# Task item A:
In the passage below on male factors and IVF outcomes, list every study author the passage names with "et al.", giving each with the reference number it cites.
# Task item B:
Carry on the passage below on male factors and IVF outcomes, starting after its final sentence, "More studies are encouraged on this aspect."

# Text shown:
Moreover, obstetrical outcomes also do not appear affected from male factor infertility [21, 28, 33], even when comparing fresh or frozen cycles. Still, long-term follow-up of the newborns including their neurobehavioral development are still necessary.

As for paternal age, although the semen quality appears to worsen in older men, this seems to involve a lower impact on IVF outcomes than maternal age. In this context, Bartolacci et al. suggested that advanced paternal age may impact oocyte fertilization rate and blastocyst rate, yet without interfering with embryo quality, nor with the pregnancy rate [34], while Gallo et al., instead, reported an association between advanced paternal age and lower embryo quality [35]. Some studies suggested a possible impact of advanced paternal age on the risk of miscarriage [36].

Considering the impact of paternal age on embryo chromosomal aberrations, Dviri et al. [37] recently conducted a meta-analysis and found that advanced paternal age is not associated with higher rates of aneuploidy in embryos in an oocyte donation model. On the contrary, a possible increased rate of de novo mutations [38, 39] and epigenetic alterations [40] has been associated with advanced paternal age. More studies are encouraged on this aspect.

# Record extracts:
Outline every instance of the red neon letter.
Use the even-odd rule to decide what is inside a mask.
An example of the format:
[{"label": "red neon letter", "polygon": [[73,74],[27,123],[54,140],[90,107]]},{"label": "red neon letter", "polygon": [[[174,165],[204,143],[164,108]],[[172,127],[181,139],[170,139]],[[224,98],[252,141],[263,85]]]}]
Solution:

# Answer space A:
- Bartolacci et al. [34]
- Gallo et al. [35]
- Dviri et al. [37]

# Answer space B:
Male factor management before ART

Based on the impact of male factor on IVF outcomes, an adequate diagnostic-therapeutic iter should be guaranteed, aimed at minimizing the actionable features with a well-known impact on fertilization (such as smoking, alcohol, drugs, obesity), along with a proper definition of all other etiopathogenic factors [8, 41].

Medical management includes hormonal and non-hormonal treatment [42]. The main hormonal treatment is represented by gonadotropins [42]. FSH treatment appears effective in men with hypogonadotropic hypogonadism [42, 43], and with oligo/asthenozoospermia with normal FSH plasma levels [8]. Furthermore, it could be useful also to improve non-conventional semen parameters, such as DNA fragmentation. In this regard, Garolla et al. conducted an observational study on 166 infertile men within couples undergoing IVF and reported that FSH hormone treatments reduce sperm DNA fragmentation and increase pregnancy rates [44].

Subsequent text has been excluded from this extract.